# Text under study
........

In 1989, Bill Snyder arrived in Manhattan to coach the K-State football team. Gary Mortenson arrived that same year to join the K-State music department, albeit more under the radar.
Today, they are both presiding over thriving programs. Snyder’s Wildcats are 5-0 and ranked No. 6. Mortenson is the director of the new School of Music, Theatre and Dance.
The three disciplines merged together into a school over the course of 10 months until the Kansas Board of Regents approved the merger June 22. “It’s unheard of in higher education to move that fast,” Mortenson said. “It’s a testament to K-State.”
Mortenson said having a school for the arts puts the disciplines on a higher level than when they were simply departments in other schools. “I think it just elevates the perception of how the arts are seen outside the university,” he said.
Even within the university, Mortenson said the consolidated approach helps the cause of the arts. He said a large part of the university’s future will be determined by the allocation of resources for K-State 2025, which is a university initiative to become a top 50 public research university by 2025. He believes creation of the school will give arts programs a higher profile as that process unfolds. “You can think of this merger as creating a bigger puzzle piece for the arts,” he said.
Mortenson said higher education funding is moving toward more private philanthropy as state funding declines relative to other funding sources. “We’re hoping someday that someone with vast resources will want their name attached to the school,” he said.
Mortenson’s appreciation of music and arts started at a very early age. His father was a high school band director in Illinois. Mortenson said going to rehearsals and seeing music education in practice are among his earliest memories. “It’s practically been a part of my DNA,” he said.
This musical DNA led him to the work he does today at K-State, which has included teaching trumpet, music appreciation and freshman historical survey. In his time at the university, Mortenson has commissioned more than 50 works for trumpet ensemble and brass chamber groups. He also served as the head of the music department from 2007 until it became a part of the new school.
Mortenson said he considers the new school a show of support for the arts by the university. He said the debate of the arts’ usefulness in society is coming up a lot these days, especially in legislative discussions about arts funding.
Kansas was the first state to remove all state funding for the arts, an impact that lasted a year before returning.

........

# Problems to solve
1 > According to the article on the K-State School of Music, Theatre and Dance, on what date did the Kansas Board of Regents approve the merger?
2 > Set down the passage of the article on the K-State School of Music, Theatre and Dance between "Mortenson said he" and "about arts funding.", inclusive.
The rows that come next are separate material, unrelated to the article on the K-State School of Music, Theatre and Dance.

Images for object localization:
........

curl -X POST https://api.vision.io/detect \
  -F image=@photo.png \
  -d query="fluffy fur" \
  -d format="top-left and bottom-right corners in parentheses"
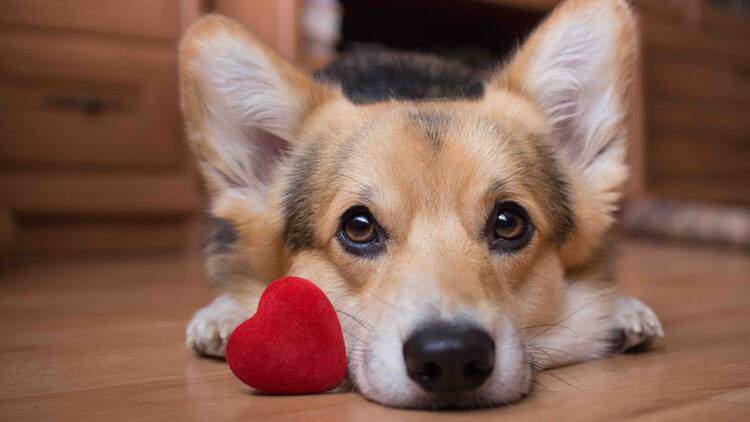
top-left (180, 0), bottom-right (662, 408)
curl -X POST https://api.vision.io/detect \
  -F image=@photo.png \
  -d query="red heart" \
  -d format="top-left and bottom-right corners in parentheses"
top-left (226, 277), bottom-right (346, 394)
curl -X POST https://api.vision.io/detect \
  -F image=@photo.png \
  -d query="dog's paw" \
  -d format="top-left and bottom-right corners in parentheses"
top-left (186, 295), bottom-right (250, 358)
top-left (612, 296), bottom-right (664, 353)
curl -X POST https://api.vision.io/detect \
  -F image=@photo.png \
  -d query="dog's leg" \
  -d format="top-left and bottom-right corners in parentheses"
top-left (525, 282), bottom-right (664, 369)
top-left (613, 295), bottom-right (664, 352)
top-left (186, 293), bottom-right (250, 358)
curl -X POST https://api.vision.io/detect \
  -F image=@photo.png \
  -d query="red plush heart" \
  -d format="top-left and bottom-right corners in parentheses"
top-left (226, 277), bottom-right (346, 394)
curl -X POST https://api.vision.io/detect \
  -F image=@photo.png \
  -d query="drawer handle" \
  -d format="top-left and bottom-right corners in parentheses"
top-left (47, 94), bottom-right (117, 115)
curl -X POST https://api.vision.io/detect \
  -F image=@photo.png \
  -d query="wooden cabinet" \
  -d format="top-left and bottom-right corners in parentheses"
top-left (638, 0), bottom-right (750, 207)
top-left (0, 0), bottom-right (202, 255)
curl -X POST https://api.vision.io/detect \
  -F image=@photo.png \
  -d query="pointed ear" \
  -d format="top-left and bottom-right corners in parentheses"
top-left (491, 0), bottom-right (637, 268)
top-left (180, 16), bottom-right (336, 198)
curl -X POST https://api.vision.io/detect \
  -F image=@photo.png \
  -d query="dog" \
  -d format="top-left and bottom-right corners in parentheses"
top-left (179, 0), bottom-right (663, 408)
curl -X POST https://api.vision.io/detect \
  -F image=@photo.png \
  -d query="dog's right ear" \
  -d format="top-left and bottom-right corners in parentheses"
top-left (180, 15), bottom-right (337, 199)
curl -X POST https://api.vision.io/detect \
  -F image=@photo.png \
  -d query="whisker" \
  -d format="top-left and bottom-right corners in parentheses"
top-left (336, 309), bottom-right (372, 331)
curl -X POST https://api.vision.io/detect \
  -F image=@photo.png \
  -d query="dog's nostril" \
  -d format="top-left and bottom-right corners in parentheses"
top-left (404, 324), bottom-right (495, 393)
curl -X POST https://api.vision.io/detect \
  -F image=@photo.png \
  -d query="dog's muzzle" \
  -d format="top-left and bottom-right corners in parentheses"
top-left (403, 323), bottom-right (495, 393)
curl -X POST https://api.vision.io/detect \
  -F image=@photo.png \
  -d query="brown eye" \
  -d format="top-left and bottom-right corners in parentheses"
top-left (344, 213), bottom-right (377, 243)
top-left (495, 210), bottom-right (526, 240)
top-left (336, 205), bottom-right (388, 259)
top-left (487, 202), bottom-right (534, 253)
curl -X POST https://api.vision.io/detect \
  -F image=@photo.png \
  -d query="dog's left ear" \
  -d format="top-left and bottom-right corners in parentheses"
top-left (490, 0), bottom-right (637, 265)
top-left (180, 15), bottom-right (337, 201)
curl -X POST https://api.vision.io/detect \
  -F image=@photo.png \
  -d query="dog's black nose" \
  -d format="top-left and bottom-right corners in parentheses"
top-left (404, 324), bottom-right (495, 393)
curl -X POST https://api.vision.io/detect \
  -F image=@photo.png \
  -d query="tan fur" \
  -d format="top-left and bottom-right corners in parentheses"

........

# Answers in order
1 > June 22

2 >
Mortenson said he considers the new school a show of support for the arts by the university. He said the debate of the arts’ usefulness in society is coming up a lot these days, especially in legislative discussions about arts funding.